─── Text extract ───

2023 Airman Knowledge Test Numbers Show Increase Year-to-Year, Again.

The FAA’s airman knowledge testing numbers for 2023 were just released, and to little surprise, increases in testing volume were again experienced in most categories. With active hiring, a very positive outlook on the career path being spread, and training providers ramping up to meet demand, 2023 again looks to include peak pilot production levels.

Across the most common tests, we saw increases in volume as can be seen on the following chart tracking some of the most common tests in our industry including private pilot airplane, instrument rating airplane, commercial pilot airplane, ATP multi- and single-engine airplane, CFI airplane, and sport pilot tests.

This increasing volume trend has been seen over the past few years and is an indicator that we are likely to see the same in corresponding airman certificate issuance numbers (which we will likely see out in the near future). Knowledge test volume trends historically have corresponded closely with the next step in the airman certification process, practical test volumes, and airman certificate issuances.

When we compare year to year, we see that most tests saw double-digit percentage-based increases in volumes even from 2022-2023. The only of these main tests that did not was the ATP airplane multi- and single-engine tests, although that additionally saw a significant increase. These points can be seen in this table.

─── Listing ───

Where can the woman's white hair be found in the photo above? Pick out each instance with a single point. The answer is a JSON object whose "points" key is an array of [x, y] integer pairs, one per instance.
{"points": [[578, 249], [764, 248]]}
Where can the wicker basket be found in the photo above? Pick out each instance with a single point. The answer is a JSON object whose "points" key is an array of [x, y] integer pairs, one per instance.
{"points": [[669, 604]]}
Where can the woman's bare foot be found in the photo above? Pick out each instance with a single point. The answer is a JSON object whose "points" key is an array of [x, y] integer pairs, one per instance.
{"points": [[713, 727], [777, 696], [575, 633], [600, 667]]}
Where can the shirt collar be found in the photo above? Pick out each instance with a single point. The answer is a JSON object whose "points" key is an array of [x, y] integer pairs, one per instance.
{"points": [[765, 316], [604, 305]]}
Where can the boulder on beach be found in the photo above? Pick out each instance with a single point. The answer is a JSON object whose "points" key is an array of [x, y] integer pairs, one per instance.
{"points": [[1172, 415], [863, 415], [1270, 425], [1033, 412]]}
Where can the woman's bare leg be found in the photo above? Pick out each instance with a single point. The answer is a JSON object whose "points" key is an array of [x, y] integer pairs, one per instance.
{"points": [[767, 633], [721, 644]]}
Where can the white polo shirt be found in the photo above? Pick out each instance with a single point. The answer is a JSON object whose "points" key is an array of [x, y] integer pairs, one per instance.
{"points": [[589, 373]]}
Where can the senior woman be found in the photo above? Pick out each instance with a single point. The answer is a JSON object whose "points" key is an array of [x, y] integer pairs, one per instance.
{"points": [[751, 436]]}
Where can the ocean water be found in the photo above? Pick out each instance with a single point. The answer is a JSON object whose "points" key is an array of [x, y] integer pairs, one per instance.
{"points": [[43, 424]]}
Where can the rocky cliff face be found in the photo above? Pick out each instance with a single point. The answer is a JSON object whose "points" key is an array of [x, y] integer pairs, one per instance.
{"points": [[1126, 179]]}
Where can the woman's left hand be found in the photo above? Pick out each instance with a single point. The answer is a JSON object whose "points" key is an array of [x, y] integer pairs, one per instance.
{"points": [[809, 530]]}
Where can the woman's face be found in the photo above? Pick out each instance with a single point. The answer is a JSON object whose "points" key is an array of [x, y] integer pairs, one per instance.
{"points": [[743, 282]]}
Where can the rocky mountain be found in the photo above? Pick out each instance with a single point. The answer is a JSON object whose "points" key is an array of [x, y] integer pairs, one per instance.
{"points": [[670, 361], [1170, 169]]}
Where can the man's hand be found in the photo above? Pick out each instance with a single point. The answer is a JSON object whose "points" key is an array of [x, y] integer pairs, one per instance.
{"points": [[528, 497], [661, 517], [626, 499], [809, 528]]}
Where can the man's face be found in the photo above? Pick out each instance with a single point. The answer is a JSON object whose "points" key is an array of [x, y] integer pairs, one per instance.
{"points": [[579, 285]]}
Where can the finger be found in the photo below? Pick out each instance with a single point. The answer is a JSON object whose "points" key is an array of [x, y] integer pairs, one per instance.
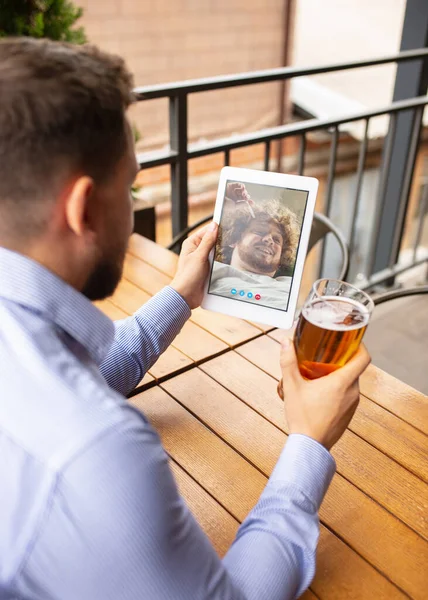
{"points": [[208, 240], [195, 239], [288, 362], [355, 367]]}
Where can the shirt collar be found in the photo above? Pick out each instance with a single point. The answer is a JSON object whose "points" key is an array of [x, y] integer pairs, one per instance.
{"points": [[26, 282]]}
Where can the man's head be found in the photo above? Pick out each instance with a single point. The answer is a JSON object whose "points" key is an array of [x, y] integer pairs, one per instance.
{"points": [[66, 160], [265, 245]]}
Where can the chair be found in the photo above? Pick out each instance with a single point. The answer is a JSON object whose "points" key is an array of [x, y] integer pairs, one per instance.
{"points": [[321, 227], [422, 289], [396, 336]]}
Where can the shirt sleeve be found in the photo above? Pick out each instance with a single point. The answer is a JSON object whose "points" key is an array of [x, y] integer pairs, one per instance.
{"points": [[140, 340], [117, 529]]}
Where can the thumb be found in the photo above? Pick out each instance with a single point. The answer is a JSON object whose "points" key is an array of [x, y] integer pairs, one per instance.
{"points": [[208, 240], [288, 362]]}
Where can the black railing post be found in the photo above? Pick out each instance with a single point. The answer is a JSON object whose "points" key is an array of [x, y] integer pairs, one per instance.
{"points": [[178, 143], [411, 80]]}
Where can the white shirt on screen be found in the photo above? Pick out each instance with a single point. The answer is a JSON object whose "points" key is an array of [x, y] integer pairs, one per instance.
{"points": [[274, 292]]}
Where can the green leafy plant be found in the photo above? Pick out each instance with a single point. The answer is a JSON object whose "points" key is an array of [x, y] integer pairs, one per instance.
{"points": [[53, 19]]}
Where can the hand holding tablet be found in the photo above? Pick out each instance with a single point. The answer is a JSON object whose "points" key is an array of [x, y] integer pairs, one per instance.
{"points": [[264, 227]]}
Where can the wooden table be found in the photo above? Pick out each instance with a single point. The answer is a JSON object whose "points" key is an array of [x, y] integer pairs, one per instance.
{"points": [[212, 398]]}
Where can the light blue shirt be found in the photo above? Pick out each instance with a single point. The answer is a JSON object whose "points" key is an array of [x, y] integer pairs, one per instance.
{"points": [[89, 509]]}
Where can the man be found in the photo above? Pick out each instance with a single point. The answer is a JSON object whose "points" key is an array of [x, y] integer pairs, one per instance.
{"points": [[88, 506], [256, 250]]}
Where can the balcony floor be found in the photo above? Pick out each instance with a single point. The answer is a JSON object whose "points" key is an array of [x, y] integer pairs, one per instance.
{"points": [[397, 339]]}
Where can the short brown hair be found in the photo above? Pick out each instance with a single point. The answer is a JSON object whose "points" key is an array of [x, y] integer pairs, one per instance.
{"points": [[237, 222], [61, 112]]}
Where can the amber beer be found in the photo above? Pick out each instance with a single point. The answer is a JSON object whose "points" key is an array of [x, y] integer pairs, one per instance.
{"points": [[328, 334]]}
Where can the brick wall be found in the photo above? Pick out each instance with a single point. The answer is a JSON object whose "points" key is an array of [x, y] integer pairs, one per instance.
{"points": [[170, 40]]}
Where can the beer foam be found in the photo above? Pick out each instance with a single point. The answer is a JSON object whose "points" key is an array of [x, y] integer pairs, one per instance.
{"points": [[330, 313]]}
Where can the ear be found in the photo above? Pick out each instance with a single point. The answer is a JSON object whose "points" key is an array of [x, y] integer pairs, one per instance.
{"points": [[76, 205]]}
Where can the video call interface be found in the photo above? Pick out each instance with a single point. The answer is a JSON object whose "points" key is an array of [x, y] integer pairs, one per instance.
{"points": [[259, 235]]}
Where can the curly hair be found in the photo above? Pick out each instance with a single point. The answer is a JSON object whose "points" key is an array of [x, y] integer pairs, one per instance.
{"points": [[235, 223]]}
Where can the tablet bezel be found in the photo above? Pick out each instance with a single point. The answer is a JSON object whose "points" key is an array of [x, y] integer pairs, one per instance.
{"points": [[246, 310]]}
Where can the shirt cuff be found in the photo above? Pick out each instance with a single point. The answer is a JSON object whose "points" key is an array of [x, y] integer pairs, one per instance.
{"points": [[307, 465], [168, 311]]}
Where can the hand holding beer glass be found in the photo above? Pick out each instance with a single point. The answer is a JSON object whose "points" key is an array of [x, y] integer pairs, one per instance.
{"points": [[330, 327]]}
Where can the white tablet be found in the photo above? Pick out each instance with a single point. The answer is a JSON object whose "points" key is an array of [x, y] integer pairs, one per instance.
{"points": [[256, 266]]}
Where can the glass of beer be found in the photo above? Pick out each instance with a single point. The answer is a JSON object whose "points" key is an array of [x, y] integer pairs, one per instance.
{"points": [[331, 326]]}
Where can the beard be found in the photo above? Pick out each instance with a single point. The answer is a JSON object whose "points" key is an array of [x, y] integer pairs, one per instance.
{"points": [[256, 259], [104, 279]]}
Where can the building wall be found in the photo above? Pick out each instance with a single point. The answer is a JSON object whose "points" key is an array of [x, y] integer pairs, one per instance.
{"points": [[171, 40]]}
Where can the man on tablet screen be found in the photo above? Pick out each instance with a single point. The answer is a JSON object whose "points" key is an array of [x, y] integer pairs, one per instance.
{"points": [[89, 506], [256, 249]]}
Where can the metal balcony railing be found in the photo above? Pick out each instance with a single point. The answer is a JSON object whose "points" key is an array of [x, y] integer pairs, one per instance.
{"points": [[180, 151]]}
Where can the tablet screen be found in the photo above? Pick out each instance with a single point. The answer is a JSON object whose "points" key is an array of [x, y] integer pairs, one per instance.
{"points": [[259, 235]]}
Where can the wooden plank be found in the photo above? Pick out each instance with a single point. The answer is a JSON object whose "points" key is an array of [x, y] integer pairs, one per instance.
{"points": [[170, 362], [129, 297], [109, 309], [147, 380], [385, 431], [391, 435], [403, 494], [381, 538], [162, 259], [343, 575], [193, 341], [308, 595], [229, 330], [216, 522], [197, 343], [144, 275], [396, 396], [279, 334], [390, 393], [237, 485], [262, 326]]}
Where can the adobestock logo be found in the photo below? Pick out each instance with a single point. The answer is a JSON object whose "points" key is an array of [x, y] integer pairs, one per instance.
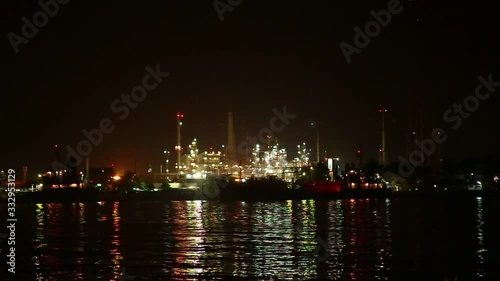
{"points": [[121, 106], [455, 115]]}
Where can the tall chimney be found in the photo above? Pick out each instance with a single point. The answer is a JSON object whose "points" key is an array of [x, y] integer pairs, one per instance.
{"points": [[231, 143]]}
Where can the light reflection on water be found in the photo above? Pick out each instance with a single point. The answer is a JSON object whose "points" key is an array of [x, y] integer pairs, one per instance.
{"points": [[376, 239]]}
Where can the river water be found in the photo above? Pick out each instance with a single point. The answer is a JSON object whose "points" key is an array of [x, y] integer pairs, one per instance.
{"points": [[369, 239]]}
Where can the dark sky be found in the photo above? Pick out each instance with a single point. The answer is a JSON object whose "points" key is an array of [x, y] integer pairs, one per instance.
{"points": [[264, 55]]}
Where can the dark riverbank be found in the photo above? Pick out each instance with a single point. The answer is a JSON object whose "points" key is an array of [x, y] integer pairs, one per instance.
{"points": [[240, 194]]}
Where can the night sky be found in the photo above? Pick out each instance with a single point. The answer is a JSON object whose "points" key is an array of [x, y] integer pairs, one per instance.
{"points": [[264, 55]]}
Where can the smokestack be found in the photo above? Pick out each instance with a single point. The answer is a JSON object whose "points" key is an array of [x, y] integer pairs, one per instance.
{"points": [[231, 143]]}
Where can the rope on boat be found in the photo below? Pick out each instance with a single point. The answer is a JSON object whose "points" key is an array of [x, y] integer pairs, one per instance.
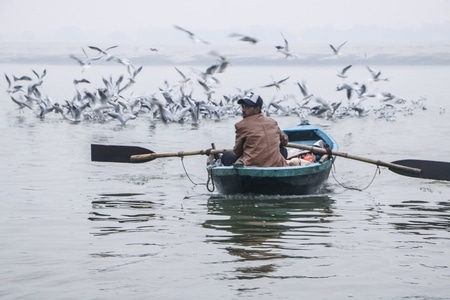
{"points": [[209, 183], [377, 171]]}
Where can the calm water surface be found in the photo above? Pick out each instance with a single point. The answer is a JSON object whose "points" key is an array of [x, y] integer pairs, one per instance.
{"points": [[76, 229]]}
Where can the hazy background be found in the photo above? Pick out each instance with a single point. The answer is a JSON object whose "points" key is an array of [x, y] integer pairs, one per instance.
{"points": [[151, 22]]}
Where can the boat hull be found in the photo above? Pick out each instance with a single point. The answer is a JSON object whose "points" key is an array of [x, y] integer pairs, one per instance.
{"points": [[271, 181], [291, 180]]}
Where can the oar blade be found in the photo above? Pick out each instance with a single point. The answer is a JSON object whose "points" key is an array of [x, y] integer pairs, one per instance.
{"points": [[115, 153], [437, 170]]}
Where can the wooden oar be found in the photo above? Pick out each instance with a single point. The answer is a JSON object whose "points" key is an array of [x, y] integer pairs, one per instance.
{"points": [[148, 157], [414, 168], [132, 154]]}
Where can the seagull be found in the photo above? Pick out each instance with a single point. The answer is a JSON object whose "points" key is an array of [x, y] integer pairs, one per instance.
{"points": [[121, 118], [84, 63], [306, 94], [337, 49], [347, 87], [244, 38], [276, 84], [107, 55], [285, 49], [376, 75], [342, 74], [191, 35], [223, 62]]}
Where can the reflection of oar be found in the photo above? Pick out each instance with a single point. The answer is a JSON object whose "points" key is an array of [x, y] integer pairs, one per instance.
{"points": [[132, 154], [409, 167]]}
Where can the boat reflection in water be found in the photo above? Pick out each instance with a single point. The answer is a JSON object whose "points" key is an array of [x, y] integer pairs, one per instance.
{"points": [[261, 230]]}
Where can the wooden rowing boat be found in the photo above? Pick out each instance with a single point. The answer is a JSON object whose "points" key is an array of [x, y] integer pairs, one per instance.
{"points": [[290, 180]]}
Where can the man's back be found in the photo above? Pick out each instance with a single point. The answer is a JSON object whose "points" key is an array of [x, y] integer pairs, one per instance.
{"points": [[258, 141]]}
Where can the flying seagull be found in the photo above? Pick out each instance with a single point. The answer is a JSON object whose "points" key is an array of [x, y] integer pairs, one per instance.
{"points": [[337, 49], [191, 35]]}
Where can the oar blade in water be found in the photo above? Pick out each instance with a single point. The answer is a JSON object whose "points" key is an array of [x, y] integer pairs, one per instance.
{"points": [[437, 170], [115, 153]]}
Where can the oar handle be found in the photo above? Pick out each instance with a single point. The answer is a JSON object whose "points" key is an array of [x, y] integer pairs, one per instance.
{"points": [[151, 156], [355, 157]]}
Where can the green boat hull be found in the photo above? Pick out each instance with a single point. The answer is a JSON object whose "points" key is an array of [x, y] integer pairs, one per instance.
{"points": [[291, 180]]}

───

**Exercise 1**
From the article on 2023 airman knowledge test numbers, set down the passage starting with "This increasing volume" and going on through "in this table.".
**Exercise 2**
According to the article on 2023 airman knowledge test numbers, why are airman certificate issuance numbers likely to show the same increasing trend? Answer in one to three sentences.
**Exercise 3**
Continue the article on 2023 airman knowledge test numbers from the point at which it stops.

**Written response 1**
This increasing volume trend has been seen over the past few years and is an indicator that we are likely to see the same in corresponding airman certificate issuance numbers (which we will likely see out in the near future). Knowledge test volume trends historically have corresponded closely with the next step in the airman certification process, practical test volumes, and airman certificate issuances.

When we compare year to year, we see that most tests saw double-digit percentage-based increases in volumes even from 2022-2023. The only of these main tests that did not was the ATP airplane multi- and single-engine tests, although that additionally saw a significant increase. These points can be seen in this table.

**Written response 2**
Historically, knowledge test volume trends have closely matched the next steps in the airman certification process: practical test volumes and airman certificate issuances. The rise in knowledge testing therefore suggests that certificate issuances will rise as well.

**Written response 3**
These data points are just that, points, and can’t tell us everything about our industry. But they can show us that with increasing volumes flight training efforts are doing their part to continue to expand capacity to training pilots to meet future employment demands these pilots may be seeking to fill.

Sport Pilot numbers are flat, but can MOSAIC change that?

With the comment period on FAA’s MOSAIC NPRM (https://www.regulations.gov/document/FAA-2023-1377-0001) closing just yesterday, there is some hope in the industry that a final rule when issued will allow greater numbers of aircraft to be utilized effectively for sport pilot training. While we have seen very flat numbers of sport pilot testing over the past couple of decades, this potential change might finally make a change in the numbers of pilots seeking sport pilot certification. This will be an interesting point to watch over time and as a final rule is issued and becomes effective.

For those who would like to see more detailed numbers, here is a table of the issuances on a year-by-year basis and included the total FAA knowledge test volume for all tests the FAA offers.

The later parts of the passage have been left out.